begin Text provided

Sunday, 17 January 2016

Architecture in Anime: It's use as a visual storytelling device among other things

Architecture is something I've been passionate about for a very long time. Since i was a wee lad in my southern African nation of origin (not South Africa) reading about what cool buildings were being constructed around the world in glossy magazines in fact. It's the art form that has the most impact on even the most casual observer as we interact with architecture every waking moment of our lives. Architecture for me is the design of buildings, structures, objects or spaces for a specific purpose. Be it simply for shelter, for a client, for oneself or for the art of it, you are very calculated in the way you approach designing something like this as you think about every single variable and try to account for as many different types of uses as possible. Most architects like their work to be flexible so it can be used for more than even the specific use they had in mind as you never know what the future holds for any building.

As much of an animation fanatic as i am, architecture is the art i chose to study in the end. There's several reasons why that's the case but to put it simply, I just love architecture. I've recently become more interested in analysing architectural essays by many great architects but never really read much discussion about architecture and its uses in other mediums of expression. Specifically in storytelling mediums such as film and animation. You tend to find more writing of that nature from individuals who are in those fields than from architects themselves. So here's a little analysis of architectures use in the medium of animation from someone that's kinda passionate about both.

end Text provided
begin Information given

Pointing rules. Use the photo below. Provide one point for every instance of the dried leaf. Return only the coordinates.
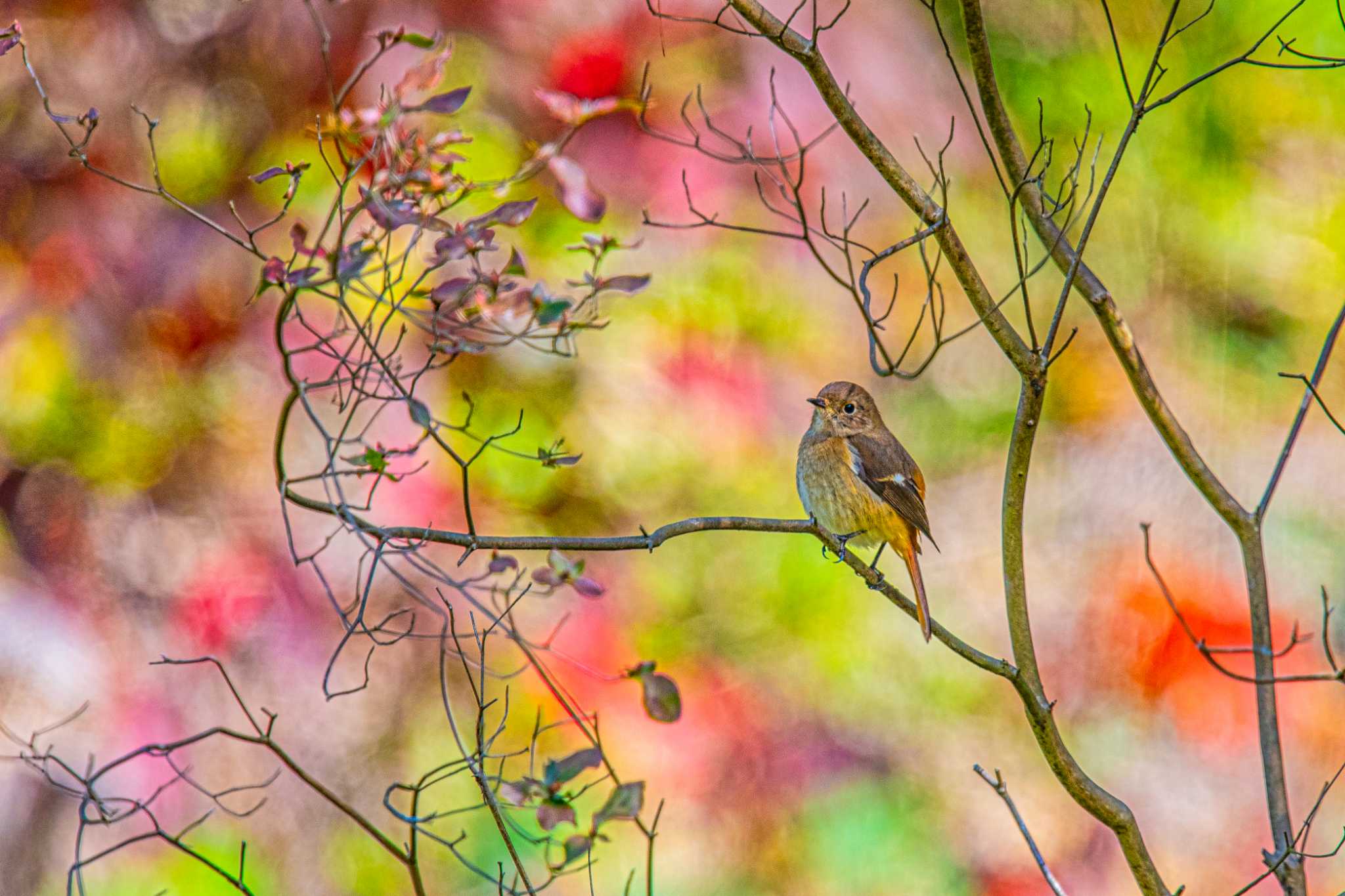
(558, 771)
(625, 802)
(579, 198)
(662, 700)
(500, 562)
(275, 171)
(420, 413)
(444, 104)
(516, 265)
(552, 813)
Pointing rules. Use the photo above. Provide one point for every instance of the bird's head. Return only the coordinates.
(844, 409)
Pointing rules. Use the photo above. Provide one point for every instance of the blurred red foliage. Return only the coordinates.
(222, 599)
(1143, 652)
(591, 65)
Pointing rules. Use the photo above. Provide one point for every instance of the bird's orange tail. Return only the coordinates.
(917, 584)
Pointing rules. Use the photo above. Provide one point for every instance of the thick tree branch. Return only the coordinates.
(1030, 367)
(1245, 523)
(1086, 281)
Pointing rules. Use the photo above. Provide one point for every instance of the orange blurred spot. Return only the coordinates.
(1145, 652)
(222, 601)
(190, 330)
(61, 269)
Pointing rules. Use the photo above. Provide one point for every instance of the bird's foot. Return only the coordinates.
(844, 540)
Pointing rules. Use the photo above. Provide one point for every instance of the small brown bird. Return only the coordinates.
(857, 481)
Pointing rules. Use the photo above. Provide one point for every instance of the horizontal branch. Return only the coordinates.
(650, 540)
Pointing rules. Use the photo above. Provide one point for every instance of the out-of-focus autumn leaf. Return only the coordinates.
(577, 195)
(625, 801)
(444, 104)
(560, 771)
(661, 696)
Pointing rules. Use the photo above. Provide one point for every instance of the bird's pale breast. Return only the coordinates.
(833, 494)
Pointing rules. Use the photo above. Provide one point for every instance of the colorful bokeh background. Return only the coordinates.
(824, 747)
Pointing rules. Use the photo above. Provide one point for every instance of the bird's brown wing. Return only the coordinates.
(887, 468)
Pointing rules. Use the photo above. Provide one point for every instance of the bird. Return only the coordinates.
(857, 481)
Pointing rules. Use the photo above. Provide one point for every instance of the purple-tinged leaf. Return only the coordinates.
(662, 700)
(389, 214)
(519, 792)
(500, 562)
(426, 74)
(10, 38)
(450, 249)
(588, 587)
(510, 214)
(549, 813)
(579, 198)
(451, 291)
(514, 265)
(353, 261)
(273, 272)
(625, 282)
(299, 240)
(558, 771)
(444, 104)
(625, 802)
(420, 413)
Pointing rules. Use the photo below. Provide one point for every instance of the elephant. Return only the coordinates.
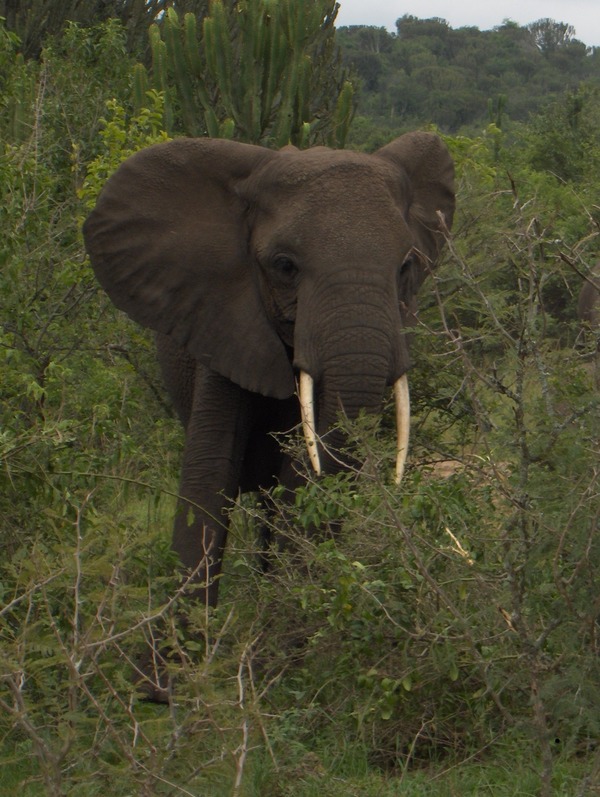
(281, 285)
(588, 303)
(588, 312)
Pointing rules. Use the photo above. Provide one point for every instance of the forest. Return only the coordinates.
(446, 639)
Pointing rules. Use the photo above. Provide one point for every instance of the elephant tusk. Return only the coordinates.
(402, 397)
(307, 410)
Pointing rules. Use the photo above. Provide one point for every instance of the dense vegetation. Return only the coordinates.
(457, 78)
(447, 642)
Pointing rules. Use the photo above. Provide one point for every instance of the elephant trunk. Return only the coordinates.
(347, 384)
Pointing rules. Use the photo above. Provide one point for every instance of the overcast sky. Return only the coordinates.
(583, 15)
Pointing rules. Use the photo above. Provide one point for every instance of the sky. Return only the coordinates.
(583, 15)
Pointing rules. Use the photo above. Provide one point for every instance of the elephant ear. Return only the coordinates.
(424, 159)
(168, 241)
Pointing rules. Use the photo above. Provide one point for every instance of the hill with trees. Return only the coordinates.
(457, 78)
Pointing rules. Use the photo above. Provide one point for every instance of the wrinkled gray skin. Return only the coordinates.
(588, 310)
(588, 305)
(252, 264)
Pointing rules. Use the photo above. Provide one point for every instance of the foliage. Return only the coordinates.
(36, 21)
(259, 72)
(436, 640)
(431, 73)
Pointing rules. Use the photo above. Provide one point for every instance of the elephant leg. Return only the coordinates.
(216, 438)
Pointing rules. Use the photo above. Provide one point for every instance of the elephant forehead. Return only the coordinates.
(297, 173)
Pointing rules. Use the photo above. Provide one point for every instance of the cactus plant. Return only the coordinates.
(262, 71)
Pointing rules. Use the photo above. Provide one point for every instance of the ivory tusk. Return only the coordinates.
(402, 397)
(307, 410)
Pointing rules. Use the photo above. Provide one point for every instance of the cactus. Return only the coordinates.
(264, 71)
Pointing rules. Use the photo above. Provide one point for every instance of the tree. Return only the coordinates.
(261, 72)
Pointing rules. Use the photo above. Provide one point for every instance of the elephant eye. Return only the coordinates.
(408, 262)
(284, 266)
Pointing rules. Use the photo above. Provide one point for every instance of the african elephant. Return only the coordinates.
(588, 304)
(588, 311)
(268, 274)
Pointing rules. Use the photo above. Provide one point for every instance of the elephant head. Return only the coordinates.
(271, 267)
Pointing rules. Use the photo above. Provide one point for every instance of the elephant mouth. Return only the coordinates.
(306, 391)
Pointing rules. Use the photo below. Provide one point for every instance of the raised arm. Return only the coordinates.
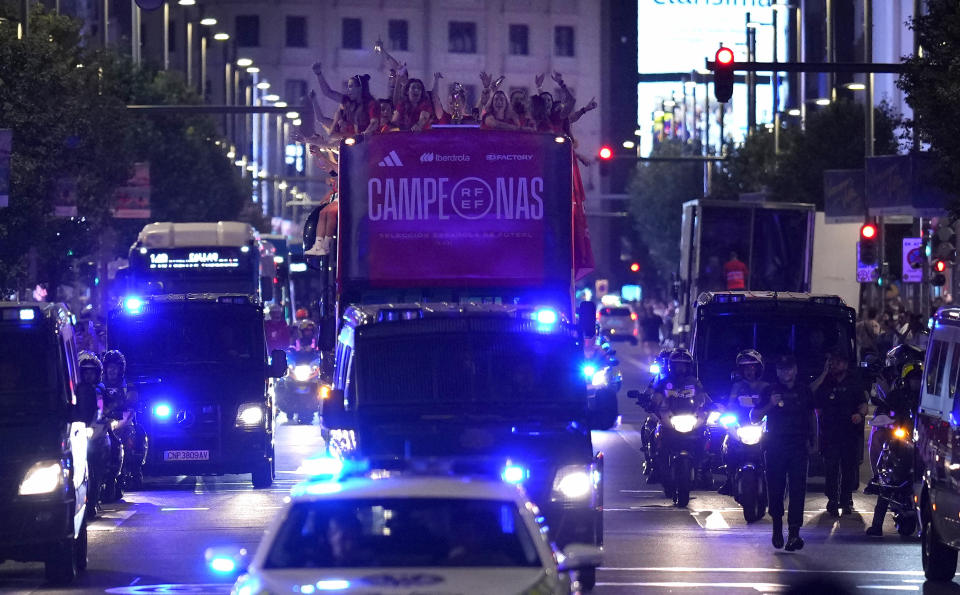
(325, 87)
(583, 110)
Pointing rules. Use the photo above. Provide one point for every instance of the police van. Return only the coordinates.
(937, 441)
(43, 441)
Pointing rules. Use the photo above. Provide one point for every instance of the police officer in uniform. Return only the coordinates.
(791, 434)
(841, 403)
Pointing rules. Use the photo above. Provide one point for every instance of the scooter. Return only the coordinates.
(680, 441)
(743, 462)
(299, 392)
(895, 473)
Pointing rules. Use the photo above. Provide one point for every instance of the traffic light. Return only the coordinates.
(869, 246)
(605, 154)
(937, 277)
(723, 74)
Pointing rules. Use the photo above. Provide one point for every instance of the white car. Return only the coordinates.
(390, 532)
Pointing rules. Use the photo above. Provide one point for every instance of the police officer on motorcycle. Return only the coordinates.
(791, 434)
(841, 403)
(744, 395)
(895, 401)
(679, 379)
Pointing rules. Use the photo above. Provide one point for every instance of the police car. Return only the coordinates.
(407, 532)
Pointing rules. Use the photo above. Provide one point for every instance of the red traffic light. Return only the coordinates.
(724, 56)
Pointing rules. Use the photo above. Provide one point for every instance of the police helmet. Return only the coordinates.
(680, 357)
(114, 357)
(749, 357)
(87, 360)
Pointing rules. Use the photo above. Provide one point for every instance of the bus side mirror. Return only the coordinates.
(333, 413)
(587, 319)
(310, 238)
(327, 338)
(278, 363)
(266, 288)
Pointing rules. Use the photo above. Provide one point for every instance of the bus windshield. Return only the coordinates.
(191, 333)
(477, 372)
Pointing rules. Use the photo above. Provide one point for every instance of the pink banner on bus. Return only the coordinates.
(461, 206)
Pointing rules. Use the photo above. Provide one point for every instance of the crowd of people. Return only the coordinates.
(410, 106)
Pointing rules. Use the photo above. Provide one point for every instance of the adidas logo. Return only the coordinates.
(391, 160)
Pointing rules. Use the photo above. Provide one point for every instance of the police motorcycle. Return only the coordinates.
(121, 403)
(104, 456)
(741, 454)
(299, 392)
(893, 423)
(680, 440)
(658, 371)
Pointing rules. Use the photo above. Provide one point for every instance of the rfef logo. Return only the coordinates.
(391, 160)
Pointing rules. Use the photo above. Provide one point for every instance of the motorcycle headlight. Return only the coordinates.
(43, 478)
(573, 482)
(750, 434)
(302, 372)
(249, 414)
(683, 423)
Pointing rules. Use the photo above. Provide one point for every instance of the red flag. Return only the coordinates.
(582, 252)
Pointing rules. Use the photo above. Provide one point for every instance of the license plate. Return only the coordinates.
(186, 455)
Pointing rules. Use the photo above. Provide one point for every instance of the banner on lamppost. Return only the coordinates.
(6, 142)
(132, 200)
(65, 200)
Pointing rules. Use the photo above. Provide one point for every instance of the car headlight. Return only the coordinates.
(43, 478)
(302, 372)
(683, 423)
(750, 434)
(573, 482)
(250, 414)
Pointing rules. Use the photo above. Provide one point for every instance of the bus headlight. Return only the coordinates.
(249, 414)
(683, 423)
(302, 372)
(750, 434)
(43, 478)
(573, 482)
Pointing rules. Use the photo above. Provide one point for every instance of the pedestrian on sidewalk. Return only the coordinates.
(790, 436)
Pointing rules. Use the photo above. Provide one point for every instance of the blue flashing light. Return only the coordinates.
(223, 565)
(546, 316)
(513, 473)
(133, 305)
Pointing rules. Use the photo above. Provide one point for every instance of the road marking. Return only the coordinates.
(761, 587)
(693, 570)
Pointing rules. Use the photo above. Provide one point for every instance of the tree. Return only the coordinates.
(658, 191)
(932, 86)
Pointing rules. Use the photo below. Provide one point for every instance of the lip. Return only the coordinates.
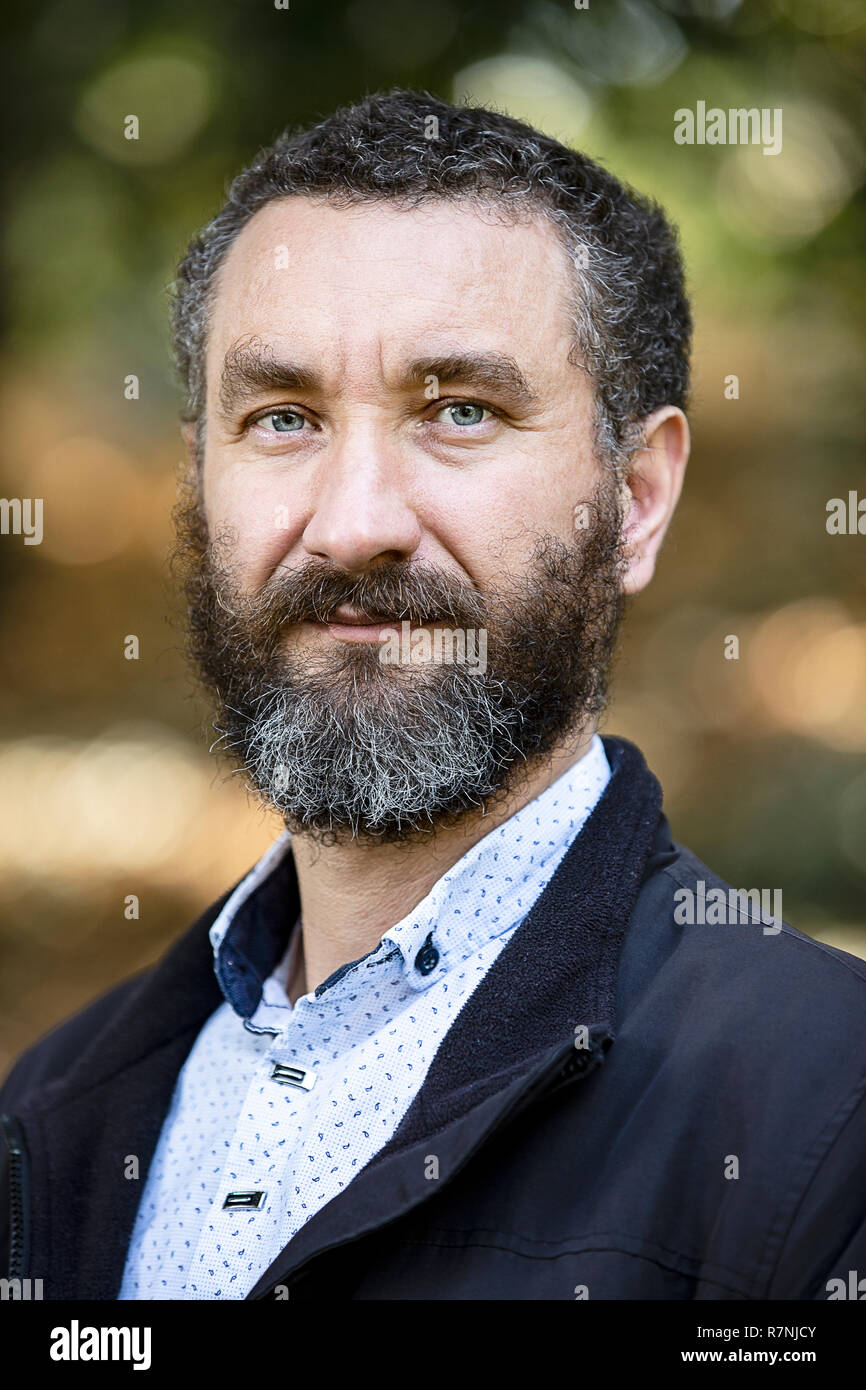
(355, 626)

end Information given

▶ **Instruction**
From the post on architecture in anime above, reproduce word for word the passage that opens with the words containing "As much of an" and closes with "passionate about both.".

▶ **Full response**
As much of an animation fanatic as i am, architecture is the art i chose to study in the end. There's several reasons why that's the case but to put it simply, I just love architecture. I've recently become more interested in analysing architectural essays by many great architects but never really read much discussion about architecture and its uses in other mediums of expression. Specifically in storytelling mediums such as film and animation. You tend to find more writing of that nature from individuals who are in those fields than from architects themselves. So here's a little analysis of architectures use in the medium of animation from someone that's kinda passionate about both.